WHAT THE TASK REQUIRES -> Reproduce every line of the material below word for word, leaving out the pictures.

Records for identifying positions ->
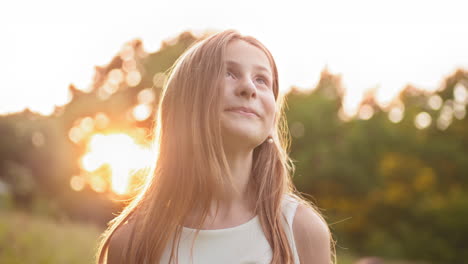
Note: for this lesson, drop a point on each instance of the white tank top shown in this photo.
(242, 244)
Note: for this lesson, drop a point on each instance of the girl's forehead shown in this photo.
(239, 53)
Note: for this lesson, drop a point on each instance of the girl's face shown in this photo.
(248, 99)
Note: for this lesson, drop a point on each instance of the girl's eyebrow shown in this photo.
(255, 66)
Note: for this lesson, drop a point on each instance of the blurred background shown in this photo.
(376, 105)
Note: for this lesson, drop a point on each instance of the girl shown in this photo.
(220, 189)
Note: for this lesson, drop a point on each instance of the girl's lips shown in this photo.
(243, 112)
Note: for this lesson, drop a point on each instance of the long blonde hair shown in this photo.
(191, 170)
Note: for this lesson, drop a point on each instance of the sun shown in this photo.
(121, 153)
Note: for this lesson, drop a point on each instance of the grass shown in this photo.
(25, 238)
(35, 239)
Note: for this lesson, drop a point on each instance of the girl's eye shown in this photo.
(262, 79)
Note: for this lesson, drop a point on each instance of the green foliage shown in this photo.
(27, 238)
(386, 188)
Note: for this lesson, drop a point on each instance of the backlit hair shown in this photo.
(191, 170)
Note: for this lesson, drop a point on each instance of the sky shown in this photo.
(48, 45)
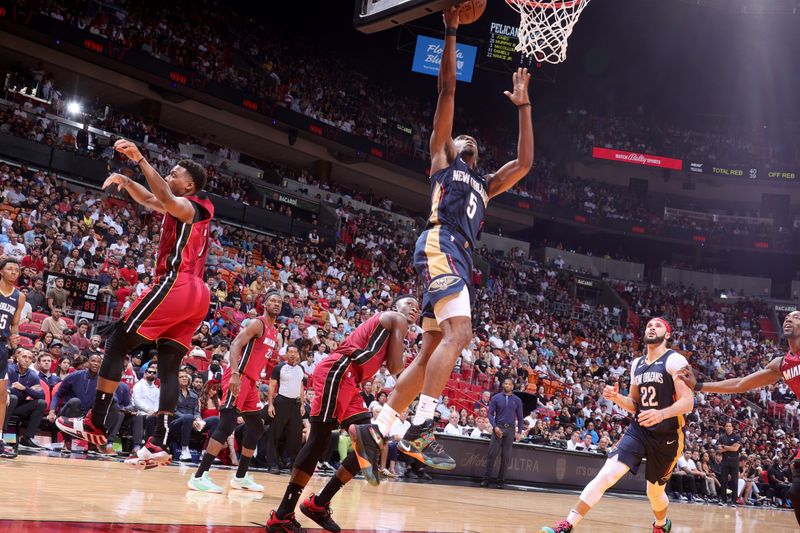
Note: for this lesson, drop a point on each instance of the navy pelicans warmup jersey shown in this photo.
(459, 200)
(8, 308)
(657, 386)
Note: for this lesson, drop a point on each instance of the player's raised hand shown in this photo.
(116, 179)
(520, 80)
(610, 393)
(129, 149)
(450, 16)
(650, 418)
(686, 374)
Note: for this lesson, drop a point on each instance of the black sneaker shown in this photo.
(285, 525)
(368, 443)
(27, 443)
(420, 443)
(7, 452)
(321, 514)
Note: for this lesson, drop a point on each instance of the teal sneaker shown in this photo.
(246, 483)
(666, 528)
(561, 527)
(204, 483)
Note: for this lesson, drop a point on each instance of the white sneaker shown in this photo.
(246, 483)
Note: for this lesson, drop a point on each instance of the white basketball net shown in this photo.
(546, 26)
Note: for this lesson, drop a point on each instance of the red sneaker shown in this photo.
(288, 525)
(83, 429)
(149, 456)
(321, 514)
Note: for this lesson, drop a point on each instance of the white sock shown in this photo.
(574, 517)
(425, 409)
(386, 419)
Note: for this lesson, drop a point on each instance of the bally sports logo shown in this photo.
(637, 158)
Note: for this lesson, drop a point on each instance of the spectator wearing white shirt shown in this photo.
(452, 427)
(145, 398)
(14, 248)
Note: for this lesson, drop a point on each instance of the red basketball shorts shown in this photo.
(337, 397)
(246, 400)
(172, 309)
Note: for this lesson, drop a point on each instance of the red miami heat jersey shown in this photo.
(790, 368)
(366, 347)
(258, 351)
(183, 247)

RESULT FOR THIS EXERCISE ->
Note: for this lesson, drop a point on each instance of the white tank top shown in this photo.
(242, 244)
Note: for this lesson, drop a point on each instance of the girl's forehead shown in this photo.
(239, 53)
Note: for this lesson, drop a point on each instance of the girl's face shown in this photo.
(248, 99)
Note: for this lesson, drop a point on each instance of the girl's eyebrow shown in this photo.
(255, 66)
Note: for this lesson, drop a point on each instance of the blurred background shown in this photo.
(376, 105)
Note: for this lesson, drop a point on each instance of the girl shown in this photo.
(220, 189)
Note: for this lesson, drop a point on each instance of the girl's lips shown in this photo.
(243, 112)
Note: for this lesson, drop a point on each instance of the long blonde hair shown in this photo.
(191, 170)
Note: for this lesson, drop a point on each instance of the sun shown in this photo.
(121, 153)
Note: for this lesson, drop a point on each instance of the grass shown in this photo.
(25, 238)
(35, 239)
Note: for this lesson, drop a point on each instance of the girl's eye shown in this photo.
(262, 79)
Note: for this lesson, drop a point on each instance of the green foliage shown in this photo.
(27, 238)
(386, 188)
Note: for this lesson, drop a point on each instance of the backlit hair shown in this photo.
(191, 170)
Note: for this lesson, drop a point on each instance of the sky shown in this photo.
(48, 45)
Note: for this lesson, drop a point on each instance of the navy pelicans warmup jersey shown in this photo.
(459, 200)
(8, 308)
(657, 386)
Note: for this lesson, drop a point on each instance of the player's raised hand shown in this photo.
(116, 179)
(520, 80)
(610, 393)
(129, 149)
(450, 16)
(650, 418)
(686, 374)
Note: for this lesson, drop a point on each instance of the black sneaker shown in this photo.
(285, 525)
(368, 443)
(27, 443)
(420, 443)
(7, 452)
(321, 514)
Note: for this lesson, drop a point on each instance of the teal sneaker shown in this photo.
(246, 483)
(666, 528)
(561, 527)
(204, 483)
Note: for this lesson, drop a point on each instance of the white sneaker shown in this photo.
(246, 483)
Note: for this lesson, drop a point on each instance of the white basketball net shown in this photo.
(546, 26)
Note: for this lesson, drop a point on each instance of the red sneaker shown in this photo.
(288, 525)
(83, 429)
(149, 456)
(321, 514)
Note: for this lesson, drop a point on each instance of the white sock shown in this photo.
(574, 517)
(425, 409)
(386, 419)
Note: for this lesson, drop a point on each instance of the bally sports logo shown in this photo.
(637, 158)
Note: for this lesson, drop a point on each instance of the spectator wearing white shirt shown in this photo.
(452, 427)
(145, 398)
(14, 248)
Note: for this lesson, drop a point on each instance of the red basketball shorts shown in this photo.
(337, 397)
(246, 400)
(172, 309)
Note: for this lesson, drop a point on each instance of the red miami heat jersey shown in this photo.
(790, 368)
(366, 347)
(258, 351)
(183, 247)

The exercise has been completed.